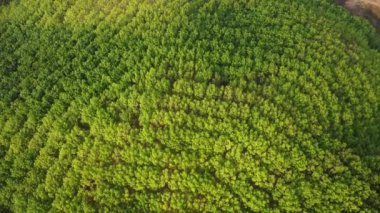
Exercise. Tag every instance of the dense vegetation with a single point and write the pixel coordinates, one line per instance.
(175, 105)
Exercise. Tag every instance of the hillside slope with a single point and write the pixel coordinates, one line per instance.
(199, 106)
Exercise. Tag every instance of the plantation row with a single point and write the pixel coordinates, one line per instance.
(234, 106)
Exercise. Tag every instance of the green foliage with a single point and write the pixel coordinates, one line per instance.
(199, 106)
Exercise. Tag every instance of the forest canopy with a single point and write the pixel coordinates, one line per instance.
(196, 106)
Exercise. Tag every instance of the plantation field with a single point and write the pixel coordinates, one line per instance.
(188, 106)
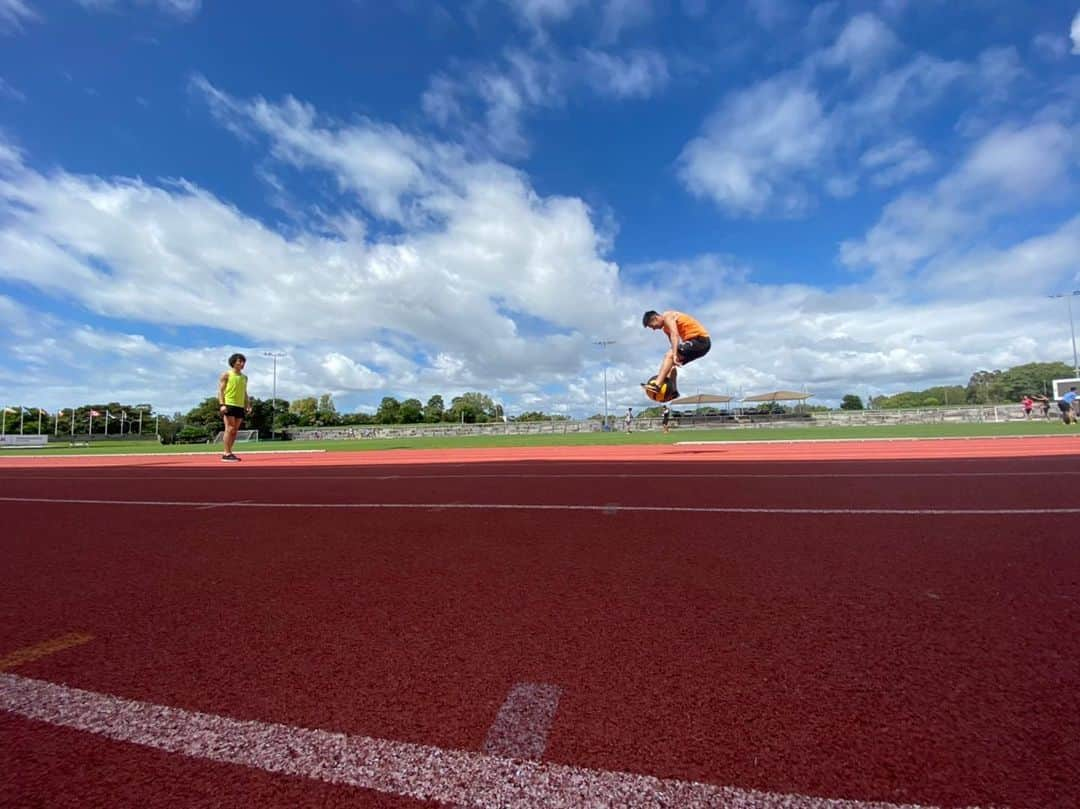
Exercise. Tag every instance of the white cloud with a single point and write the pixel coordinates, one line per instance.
(505, 93)
(538, 14)
(10, 92)
(1051, 45)
(905, 90)
(486, 107)
(637, 75)
(772, 148)
(1010, 169)
(771, 13)
(895, 162)
(180, 9)
(618, 15)
(758, 146)
(864, 43)
(14, 13)
(486, 270)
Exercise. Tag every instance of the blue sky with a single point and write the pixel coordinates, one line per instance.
(414, 198)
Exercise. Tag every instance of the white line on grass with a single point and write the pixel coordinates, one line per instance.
(610, 508)
(396, 768)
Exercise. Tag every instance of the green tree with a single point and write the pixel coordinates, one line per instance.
(326, 413)
(1033, 378)
(472, 408)
(410, 412)
(203, 418)
(389, 412)
(434, 409)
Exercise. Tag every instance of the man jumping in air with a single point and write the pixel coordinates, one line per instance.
(689, 340)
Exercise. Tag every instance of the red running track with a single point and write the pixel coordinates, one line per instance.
(923, 656)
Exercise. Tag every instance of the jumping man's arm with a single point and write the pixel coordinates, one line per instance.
(672, 329)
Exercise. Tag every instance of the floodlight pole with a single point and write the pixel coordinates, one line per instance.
(1072, 331)
(273, 403)
(604, 344)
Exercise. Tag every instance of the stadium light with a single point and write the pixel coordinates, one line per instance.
(1072, 331)
(273, 401)
(604, 344)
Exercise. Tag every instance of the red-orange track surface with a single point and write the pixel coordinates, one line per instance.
(892, 622)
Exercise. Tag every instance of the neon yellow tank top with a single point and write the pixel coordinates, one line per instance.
(235, 389)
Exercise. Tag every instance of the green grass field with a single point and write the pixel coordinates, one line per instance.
(557, 439)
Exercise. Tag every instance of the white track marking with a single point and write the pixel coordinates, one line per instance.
(521, 728)
(396, 768)
(610, 508)
(883, 440)
(162, 456)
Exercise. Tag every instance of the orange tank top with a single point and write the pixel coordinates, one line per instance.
(688, 327)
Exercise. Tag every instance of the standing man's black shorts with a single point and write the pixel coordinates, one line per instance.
(692, 349)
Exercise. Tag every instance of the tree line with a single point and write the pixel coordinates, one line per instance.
(984, 387)
(113, 419)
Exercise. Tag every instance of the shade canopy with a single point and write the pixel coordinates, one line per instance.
(779, 396)
(701, 399)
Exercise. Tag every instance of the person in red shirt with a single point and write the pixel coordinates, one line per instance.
(689, 341)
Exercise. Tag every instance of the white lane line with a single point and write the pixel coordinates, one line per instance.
(608, 509)
(294, 476)
(521, 728)
(161, 456)
(396, 768)
(886, 440)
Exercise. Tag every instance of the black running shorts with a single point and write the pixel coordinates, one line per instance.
(693, 348)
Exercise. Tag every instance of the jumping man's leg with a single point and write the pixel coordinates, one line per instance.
(665, 367)
(230, 433)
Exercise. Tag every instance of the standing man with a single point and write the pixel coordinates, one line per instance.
(1065, 405)
(233, 402)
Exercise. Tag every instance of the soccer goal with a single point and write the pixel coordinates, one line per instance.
(241, 435)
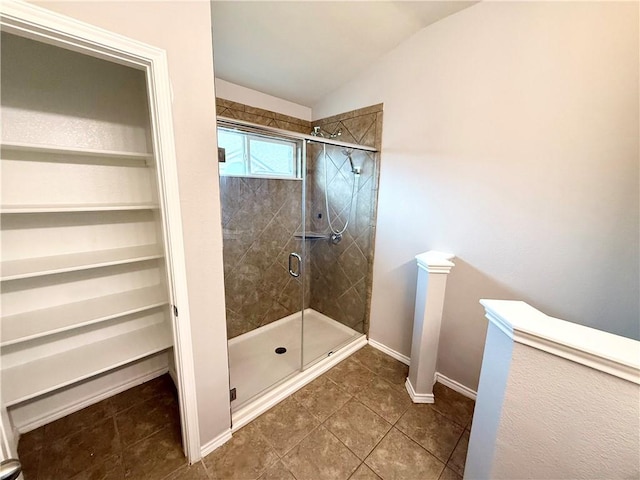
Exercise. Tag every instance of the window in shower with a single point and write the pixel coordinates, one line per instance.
(250, 155)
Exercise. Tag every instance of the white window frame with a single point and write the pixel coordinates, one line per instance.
(248, 136)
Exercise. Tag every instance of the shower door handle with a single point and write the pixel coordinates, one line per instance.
(291, 272)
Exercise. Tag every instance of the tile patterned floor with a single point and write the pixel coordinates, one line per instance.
(354, 422)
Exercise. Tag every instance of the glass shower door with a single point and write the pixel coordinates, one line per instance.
(261, 191)
(339, 206)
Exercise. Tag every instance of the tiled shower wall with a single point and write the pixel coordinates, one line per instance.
(261, 216)
(259, 219)
(341, 273)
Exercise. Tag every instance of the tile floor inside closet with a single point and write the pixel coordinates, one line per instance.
(354, 422)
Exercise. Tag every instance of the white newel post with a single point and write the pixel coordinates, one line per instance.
(433, 268)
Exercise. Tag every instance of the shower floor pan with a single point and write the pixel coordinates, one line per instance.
(262, 377)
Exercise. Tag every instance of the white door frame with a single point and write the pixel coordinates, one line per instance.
(48, 27)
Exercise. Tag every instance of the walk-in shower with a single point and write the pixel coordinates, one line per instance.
(297, 212)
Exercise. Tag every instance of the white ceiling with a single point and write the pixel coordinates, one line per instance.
(303, 50)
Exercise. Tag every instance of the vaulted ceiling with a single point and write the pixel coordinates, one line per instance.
(303, 50)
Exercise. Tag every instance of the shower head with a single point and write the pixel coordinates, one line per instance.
(347, 153)
(318, 132)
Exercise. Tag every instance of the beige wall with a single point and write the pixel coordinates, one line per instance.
(183, 29)
(510, 139)
(561, 419)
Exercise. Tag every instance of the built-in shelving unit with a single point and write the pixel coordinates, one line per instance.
(37, 267)
(44, 375)
(95, 207)
(83, 270)
(35, 148)
(48, 321)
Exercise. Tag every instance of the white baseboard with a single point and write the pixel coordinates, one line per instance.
(440, 378)
(220, 440)
(31, 415)
(418, 397)
(392, 353)
(256, 408)
(456, 386)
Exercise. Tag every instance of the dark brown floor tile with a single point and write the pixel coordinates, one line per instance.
(245, 457)
(111, 469)
(351, 375)
(357, 427)
(430, 429)
(448, 474)
(154, 457)
(459, 456)
(79, 420)
(144, 419)
(384, 399)
(364, 473)
(398, 457)
(321, 456)
(285, 425)
(322, 397)
(160, 386)
(453, 405)
(30, 441)
(277, 471)
(78, 452)
(392, 370)
(189, 472)
(30, 463)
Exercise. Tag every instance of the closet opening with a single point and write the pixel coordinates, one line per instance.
(92, 356)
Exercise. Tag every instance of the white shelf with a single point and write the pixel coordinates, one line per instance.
(84, 152)
(114, 207)
(44, 375)
(39, 323)
(36, 267)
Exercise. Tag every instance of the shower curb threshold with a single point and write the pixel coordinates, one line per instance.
(256, 408)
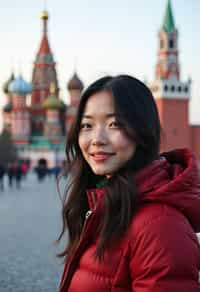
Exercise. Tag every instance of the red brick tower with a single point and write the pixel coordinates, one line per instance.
(171, 94)
(44, 73)
(75, 87)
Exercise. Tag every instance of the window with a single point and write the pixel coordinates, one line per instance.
(171, 44)
(161, 44)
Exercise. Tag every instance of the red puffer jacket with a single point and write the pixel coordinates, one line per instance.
(160, 251)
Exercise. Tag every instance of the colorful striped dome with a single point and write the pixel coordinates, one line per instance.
(52, 102)
(19, 86)
(75, 83)
(6, 84)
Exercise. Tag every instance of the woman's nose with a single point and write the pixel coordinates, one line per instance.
(99, 136)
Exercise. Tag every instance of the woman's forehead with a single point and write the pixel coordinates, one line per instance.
(100, 103)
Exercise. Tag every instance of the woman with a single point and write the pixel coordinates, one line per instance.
(131, 214)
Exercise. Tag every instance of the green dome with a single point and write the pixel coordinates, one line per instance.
(168, 24)
(6, 84)
(52, 102)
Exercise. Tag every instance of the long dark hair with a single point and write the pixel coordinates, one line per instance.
(135, 106)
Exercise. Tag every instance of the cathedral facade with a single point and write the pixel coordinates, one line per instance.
(36, 117)
(39, 128)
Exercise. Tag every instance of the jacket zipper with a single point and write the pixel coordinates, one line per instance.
(87, 215)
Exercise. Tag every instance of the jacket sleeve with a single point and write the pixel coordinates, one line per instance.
(165, 256)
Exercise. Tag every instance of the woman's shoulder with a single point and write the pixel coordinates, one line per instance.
(152, 217)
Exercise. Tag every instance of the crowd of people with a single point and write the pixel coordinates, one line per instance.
(14, 172)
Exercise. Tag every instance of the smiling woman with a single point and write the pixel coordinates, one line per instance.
(128, 207)
(102, 139)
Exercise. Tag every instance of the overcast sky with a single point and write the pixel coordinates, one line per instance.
(98, 37)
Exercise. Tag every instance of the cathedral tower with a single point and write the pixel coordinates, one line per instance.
(171, 94)
(44, 73)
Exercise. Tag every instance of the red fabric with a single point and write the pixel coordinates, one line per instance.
(160, 251)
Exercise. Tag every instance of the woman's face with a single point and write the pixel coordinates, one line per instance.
(102, 140)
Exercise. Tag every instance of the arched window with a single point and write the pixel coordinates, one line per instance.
(171, 44)
(161, 43)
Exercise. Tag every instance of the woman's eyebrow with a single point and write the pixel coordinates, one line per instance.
(109, 115)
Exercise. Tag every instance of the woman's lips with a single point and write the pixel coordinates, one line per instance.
(100, 157)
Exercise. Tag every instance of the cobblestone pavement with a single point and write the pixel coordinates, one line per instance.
(29, 223)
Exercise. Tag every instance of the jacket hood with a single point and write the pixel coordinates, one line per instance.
(174, 180)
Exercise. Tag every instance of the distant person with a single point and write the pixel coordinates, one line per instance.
(130, 213)
(2, 173)
(10, 173)
(24, 168)
(18, 174)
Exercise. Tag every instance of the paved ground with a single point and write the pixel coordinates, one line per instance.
(29, 224)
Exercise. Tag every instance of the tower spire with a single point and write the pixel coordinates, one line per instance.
(168, 23)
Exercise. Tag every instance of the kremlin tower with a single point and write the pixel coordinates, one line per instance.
(75, 87)
(172, 95)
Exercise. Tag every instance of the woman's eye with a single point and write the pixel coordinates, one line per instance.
(86, 126)
(115, 124)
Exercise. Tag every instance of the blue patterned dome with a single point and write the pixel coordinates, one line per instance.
(20, 86)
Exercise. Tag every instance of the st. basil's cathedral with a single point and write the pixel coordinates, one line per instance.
(39, 128)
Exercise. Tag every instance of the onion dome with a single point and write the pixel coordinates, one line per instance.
(75, 83)
(52, 102)
(6, 84)
(44, 15)
(19, 86)
(7, 107)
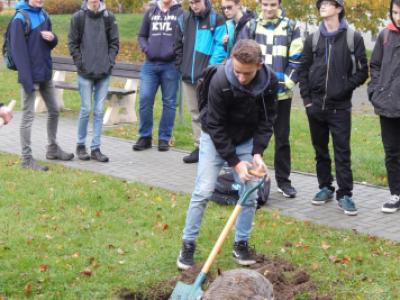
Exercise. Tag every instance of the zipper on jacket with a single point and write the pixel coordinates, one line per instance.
(327, 77)
(194, 49)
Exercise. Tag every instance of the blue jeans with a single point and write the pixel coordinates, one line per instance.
(152, 76)
(210, 164)
(88, 88)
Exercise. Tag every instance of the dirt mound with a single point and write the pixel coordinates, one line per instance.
(287, 280)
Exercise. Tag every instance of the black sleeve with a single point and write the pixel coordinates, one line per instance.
(376, 64)
(216, 120)
(74, 40)
(267, 116)
(304, 70)
(113, 39)
(361, 74)
(178, 45)
(144, 32)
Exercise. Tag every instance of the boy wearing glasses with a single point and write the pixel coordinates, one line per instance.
(199, 43)
(384, 93)
(328, 77)
(282, 46)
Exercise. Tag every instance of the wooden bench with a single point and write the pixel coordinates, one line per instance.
(121, 108)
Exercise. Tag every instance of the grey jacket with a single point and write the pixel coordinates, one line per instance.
(384, 87)
(93, 41)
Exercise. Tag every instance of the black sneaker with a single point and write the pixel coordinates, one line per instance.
(163, 145)
(97, 155)
(192, 157)
(392, 205)
(242, 254)
(82, 153)
(142, 144)
(185, 258)
(287, 190)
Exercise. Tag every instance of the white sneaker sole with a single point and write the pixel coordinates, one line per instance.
(389, 210)
(285, 195)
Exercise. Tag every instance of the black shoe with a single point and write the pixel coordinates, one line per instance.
(55, 152)
(287, 190)
(242, 254)
(97, 155)
(82, 153)
(392, 205)
(163, 145)
(192, 157)
(142, 144)
(185, 258)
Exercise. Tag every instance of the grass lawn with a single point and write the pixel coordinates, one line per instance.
(68, 234)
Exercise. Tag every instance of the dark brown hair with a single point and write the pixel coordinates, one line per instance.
(247, 52)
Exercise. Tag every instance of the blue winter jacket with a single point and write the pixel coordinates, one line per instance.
(31, 54)
(199, 42)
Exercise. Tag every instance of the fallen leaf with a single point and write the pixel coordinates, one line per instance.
(43, 268)
(28, 289)
(315, 265)
(345, 260)
(87, 272)
(325, 245)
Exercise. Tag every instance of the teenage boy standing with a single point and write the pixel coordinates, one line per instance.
(328, 77)
(31, 54)
(282, 46)
(384, 93)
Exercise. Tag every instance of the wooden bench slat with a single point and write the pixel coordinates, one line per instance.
(74, 87)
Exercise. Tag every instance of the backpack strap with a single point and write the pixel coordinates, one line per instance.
(315, 38)
(27, 19)
(350, 44)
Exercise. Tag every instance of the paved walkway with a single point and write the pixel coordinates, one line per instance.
(166, 170)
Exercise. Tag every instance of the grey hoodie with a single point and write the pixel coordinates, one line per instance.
(93, 50)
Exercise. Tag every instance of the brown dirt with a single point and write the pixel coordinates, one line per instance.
(287, 280)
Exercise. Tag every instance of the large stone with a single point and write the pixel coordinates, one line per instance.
(239, 284)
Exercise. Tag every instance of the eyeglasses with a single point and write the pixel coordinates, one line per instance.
(193, 2)
(327, 3)
(228, 7)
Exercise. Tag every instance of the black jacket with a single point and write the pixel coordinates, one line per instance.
(326, 80)
(234, 114)
(93, 50)
(384, 87)
(157, 33)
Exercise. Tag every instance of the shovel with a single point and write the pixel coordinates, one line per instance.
(10, 107)
(185, 291)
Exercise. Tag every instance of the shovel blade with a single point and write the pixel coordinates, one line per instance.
(185, 291)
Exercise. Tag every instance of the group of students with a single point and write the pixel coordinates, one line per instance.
(93, 43)
(260, 59)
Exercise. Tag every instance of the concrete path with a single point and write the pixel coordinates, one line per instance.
(166, 170)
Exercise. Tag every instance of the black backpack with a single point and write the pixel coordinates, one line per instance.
(226, 190)
(6, 50)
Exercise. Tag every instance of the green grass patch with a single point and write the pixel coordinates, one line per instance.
(69, 234)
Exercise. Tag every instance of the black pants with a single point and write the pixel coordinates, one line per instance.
(338, 124)
(391, 144)
(282, 161)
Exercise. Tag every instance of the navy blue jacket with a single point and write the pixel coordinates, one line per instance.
(156, 36)
(32, 54)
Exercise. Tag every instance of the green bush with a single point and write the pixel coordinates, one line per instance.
(62, 7)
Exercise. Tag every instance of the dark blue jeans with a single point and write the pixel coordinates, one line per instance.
(152, 76)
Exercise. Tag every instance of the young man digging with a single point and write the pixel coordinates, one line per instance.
(236, 128)
(328, 77)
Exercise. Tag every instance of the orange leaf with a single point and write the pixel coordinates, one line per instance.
(28, 289)
(43, 268)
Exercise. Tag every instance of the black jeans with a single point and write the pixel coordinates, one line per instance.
(391, 144)
(282, 160)
(338, 124)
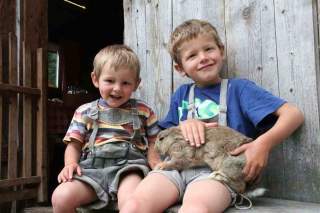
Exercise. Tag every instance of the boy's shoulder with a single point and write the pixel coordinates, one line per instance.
(87, 106)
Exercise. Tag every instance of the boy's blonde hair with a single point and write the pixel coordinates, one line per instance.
(116, 56)
(187, 31)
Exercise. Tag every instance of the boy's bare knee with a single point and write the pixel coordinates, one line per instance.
(194, 207)
(132, 205)
(62, 199)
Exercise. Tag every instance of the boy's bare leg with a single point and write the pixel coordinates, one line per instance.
(155, 193)
(127, 186)
(215, 198)
(70, 195)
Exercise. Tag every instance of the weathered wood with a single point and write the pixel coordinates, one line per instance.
(18, 195)
(19, 181)
(13, 115)
(27, 114)
(255, 58)
(212, 11)
(267, 205)
(1, 104)
(297, 77)
(42, 125)
(269, 42)
(12, 90)
(159, 19)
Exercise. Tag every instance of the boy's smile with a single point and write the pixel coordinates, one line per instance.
(201, 60)
(116, 86)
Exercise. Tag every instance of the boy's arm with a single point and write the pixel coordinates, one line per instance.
(193, 131)
(71, 159)
(152, 155)
(257, 152)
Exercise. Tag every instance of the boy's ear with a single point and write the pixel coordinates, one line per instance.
(179, 69)
(137, 84)
(95, 79)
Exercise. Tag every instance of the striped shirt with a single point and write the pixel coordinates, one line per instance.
(81, 125)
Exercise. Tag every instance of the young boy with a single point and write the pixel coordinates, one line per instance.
(110, 141)
(199, 54)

..............................

§ **Your objective**:
Write out again, word for word, the part of the listing that runs from the line with "Exercise. Tag every instance of the boy's smile" through the very end of the listing, both ends included.

§ **Answer**:
Exercise. Tag every instance of the boy's smile with a single point and write the pixel coordinates, one line per instance.
(201, 60)
(116, 86)
Exercise. Tag every instance of the boy's arm with a single point and write the pixel coordinates, one line per instance.
(193, 131)
(71, 159)
(152, 155)
(257, 152)
Exercise. Tag every instance of the boy's ear with a single point and write the pixel coordinates, one line per instance.
(179, 69)
(137, 84)
(95, 79)
Exercise. Tag every instance of the striped shirt with a single point and write the pixel coordinates, one line per instance.
(81, 125)
Exercise. Tag every instance of the young boy with a single point and write the pixel coordinates, one line per instance.
(110, 141)
(199, 54)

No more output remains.